(begin)

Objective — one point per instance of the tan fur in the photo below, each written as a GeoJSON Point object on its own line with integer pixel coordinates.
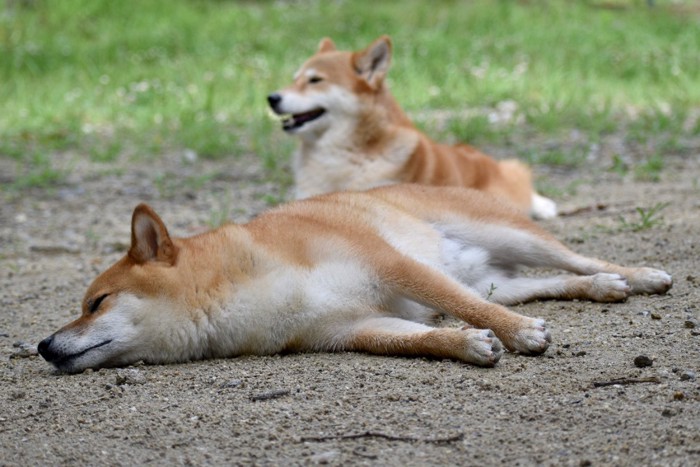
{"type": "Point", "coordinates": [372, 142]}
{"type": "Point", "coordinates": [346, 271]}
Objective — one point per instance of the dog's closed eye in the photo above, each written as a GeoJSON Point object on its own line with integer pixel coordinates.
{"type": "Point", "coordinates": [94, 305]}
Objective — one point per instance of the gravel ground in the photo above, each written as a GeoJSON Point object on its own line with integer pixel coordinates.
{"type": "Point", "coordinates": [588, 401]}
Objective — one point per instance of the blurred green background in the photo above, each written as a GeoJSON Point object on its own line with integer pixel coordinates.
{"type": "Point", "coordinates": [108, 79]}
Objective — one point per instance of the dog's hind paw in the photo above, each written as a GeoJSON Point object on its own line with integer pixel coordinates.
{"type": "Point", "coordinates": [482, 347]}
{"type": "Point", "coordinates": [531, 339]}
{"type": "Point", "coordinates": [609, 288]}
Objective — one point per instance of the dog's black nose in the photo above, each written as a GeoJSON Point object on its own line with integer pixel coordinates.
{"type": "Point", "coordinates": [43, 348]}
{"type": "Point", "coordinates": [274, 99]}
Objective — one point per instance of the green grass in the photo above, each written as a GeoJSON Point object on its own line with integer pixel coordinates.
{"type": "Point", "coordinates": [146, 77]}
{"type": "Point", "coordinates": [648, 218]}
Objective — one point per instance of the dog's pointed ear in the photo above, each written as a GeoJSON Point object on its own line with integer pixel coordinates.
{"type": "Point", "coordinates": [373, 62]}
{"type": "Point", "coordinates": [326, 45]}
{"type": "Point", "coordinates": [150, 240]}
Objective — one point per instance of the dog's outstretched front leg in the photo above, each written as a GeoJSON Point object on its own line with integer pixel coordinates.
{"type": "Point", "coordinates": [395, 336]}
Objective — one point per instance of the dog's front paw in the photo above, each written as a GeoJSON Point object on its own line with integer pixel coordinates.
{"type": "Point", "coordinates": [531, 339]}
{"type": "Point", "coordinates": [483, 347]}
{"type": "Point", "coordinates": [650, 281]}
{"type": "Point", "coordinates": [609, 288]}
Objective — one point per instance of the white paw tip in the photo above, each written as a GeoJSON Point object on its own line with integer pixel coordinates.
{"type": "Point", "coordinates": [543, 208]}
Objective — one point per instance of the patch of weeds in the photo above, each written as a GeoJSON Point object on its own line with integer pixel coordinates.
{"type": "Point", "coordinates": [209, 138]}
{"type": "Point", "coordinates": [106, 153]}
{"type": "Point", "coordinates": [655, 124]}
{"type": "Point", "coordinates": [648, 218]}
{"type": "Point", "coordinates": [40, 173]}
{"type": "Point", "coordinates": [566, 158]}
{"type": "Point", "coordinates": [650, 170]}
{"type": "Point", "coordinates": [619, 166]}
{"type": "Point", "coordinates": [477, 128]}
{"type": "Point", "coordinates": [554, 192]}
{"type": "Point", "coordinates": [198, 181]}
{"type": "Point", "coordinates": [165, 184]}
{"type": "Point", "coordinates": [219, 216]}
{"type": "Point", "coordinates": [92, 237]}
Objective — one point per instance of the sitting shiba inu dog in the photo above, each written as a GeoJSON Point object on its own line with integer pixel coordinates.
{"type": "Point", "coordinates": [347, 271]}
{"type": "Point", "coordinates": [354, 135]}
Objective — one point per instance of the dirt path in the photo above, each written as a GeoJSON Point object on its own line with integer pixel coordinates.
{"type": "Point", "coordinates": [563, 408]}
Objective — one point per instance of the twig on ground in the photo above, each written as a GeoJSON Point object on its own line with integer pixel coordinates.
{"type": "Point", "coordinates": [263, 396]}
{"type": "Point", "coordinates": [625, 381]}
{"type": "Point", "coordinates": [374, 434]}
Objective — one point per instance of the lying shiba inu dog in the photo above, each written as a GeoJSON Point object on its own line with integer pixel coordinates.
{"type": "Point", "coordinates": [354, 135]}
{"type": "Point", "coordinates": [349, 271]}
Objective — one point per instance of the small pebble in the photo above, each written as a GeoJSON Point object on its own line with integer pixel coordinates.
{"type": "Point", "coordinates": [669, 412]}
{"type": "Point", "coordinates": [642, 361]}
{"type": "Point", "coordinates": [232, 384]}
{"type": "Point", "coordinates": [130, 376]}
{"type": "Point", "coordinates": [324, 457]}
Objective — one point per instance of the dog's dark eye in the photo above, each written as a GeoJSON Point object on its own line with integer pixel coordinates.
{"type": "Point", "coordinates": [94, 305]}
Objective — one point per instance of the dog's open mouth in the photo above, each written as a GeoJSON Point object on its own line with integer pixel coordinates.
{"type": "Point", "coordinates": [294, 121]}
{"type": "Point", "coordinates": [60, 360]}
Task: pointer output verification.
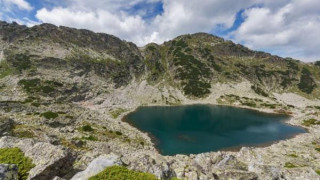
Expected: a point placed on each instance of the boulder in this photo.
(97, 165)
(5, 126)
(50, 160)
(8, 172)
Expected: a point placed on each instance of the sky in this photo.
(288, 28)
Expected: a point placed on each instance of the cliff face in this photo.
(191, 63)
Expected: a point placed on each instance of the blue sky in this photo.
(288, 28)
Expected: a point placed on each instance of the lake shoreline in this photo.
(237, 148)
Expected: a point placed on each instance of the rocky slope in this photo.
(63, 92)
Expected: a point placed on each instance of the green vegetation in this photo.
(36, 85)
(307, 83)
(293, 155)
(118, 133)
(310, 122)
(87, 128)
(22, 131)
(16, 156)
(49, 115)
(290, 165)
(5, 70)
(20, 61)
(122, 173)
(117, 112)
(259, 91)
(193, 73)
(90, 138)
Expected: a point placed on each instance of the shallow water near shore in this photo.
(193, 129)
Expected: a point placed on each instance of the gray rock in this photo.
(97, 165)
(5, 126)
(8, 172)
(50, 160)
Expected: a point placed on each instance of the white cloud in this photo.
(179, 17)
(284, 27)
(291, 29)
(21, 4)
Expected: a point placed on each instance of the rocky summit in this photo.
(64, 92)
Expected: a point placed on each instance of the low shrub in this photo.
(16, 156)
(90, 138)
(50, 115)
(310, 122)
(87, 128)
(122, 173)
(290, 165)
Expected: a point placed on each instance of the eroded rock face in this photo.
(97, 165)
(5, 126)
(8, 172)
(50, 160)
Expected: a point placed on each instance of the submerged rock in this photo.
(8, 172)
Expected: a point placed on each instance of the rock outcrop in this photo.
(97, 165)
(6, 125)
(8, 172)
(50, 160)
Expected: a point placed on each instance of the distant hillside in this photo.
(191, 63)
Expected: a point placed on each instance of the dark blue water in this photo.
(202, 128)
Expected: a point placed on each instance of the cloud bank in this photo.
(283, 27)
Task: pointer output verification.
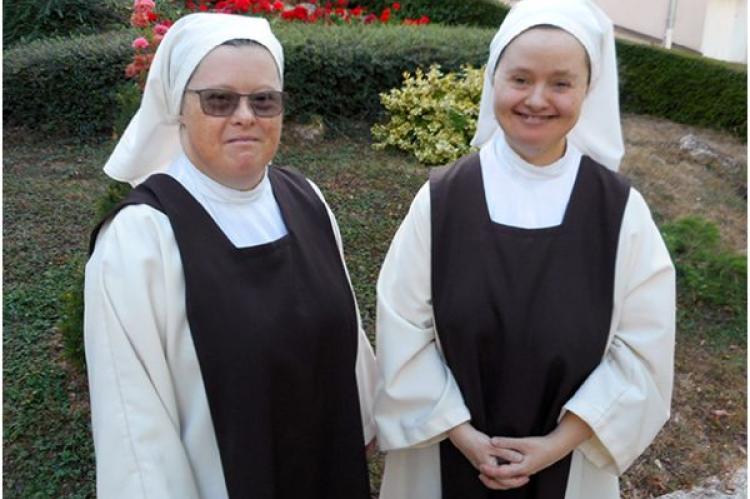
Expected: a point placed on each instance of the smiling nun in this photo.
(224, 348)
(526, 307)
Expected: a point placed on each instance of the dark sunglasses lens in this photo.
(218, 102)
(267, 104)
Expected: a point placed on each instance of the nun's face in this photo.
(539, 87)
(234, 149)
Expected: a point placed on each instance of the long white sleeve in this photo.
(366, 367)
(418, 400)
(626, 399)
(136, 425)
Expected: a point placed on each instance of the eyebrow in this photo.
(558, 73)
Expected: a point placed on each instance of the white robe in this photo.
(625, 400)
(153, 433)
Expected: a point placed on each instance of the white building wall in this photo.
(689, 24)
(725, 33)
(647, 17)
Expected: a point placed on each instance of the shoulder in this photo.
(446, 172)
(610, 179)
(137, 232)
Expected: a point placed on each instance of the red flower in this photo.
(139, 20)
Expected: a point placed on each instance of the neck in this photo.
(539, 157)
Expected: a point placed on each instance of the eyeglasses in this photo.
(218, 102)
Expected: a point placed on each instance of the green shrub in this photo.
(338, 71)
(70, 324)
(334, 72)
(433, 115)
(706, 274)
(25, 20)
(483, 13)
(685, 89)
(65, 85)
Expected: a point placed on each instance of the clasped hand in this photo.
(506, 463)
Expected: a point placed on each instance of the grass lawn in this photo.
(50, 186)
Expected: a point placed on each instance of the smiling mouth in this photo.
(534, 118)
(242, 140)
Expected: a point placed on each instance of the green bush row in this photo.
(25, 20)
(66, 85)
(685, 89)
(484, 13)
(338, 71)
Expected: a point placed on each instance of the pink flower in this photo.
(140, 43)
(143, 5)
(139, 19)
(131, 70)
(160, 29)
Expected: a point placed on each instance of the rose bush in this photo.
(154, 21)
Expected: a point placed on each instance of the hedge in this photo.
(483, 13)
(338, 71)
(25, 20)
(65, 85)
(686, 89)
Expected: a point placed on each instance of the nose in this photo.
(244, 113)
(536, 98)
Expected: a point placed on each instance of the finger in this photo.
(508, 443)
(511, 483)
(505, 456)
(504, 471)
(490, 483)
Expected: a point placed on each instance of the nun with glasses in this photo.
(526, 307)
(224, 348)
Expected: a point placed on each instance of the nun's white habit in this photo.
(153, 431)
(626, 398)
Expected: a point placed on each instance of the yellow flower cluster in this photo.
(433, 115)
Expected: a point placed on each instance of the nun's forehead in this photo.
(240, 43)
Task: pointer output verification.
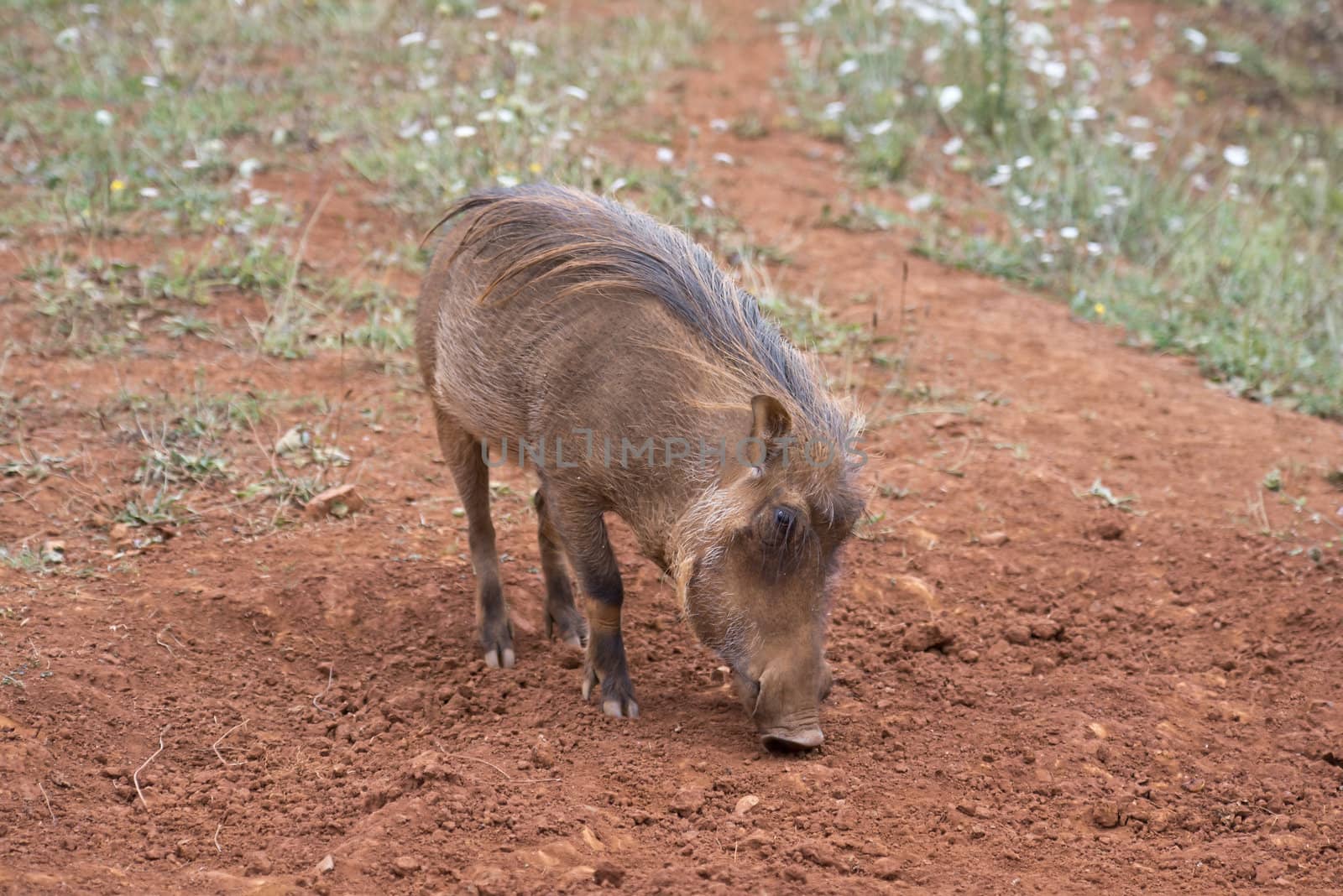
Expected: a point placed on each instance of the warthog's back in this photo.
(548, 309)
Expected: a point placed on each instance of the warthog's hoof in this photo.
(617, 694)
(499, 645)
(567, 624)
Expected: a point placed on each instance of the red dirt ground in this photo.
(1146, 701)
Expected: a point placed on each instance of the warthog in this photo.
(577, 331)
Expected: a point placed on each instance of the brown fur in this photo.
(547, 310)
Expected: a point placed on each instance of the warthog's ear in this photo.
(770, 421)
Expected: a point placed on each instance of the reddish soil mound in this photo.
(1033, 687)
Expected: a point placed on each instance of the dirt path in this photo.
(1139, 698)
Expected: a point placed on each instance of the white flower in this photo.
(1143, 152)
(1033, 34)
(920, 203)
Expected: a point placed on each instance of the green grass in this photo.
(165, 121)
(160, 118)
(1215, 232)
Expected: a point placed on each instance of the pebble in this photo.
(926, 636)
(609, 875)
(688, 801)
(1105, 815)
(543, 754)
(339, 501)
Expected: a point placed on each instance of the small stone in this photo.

(end)

**Requirements:**
Rewrite the data from the line containing "Expected: a point placed on each instance of the nun's forehead" through the line containing "(1146, 701)", changing "red dirt ground" to "red clay ground" and keeping everything else the same. Omit the pictures from your output.

**Result:**
Expected: a point placed on each instance of the nun's forehead in this photo.
(240, 43)
Task: pointer output verification.
Expected: a point placed on each instance of the warthog's back in this photo.
(548, 309)
Expected: a point placed on each instance of the warthog's hoof in this photo.
(617, 694)
(499, 645)
(567, 624)
Expected: a point placed on each instance of the red clay ground in this photo.
(1146, 701)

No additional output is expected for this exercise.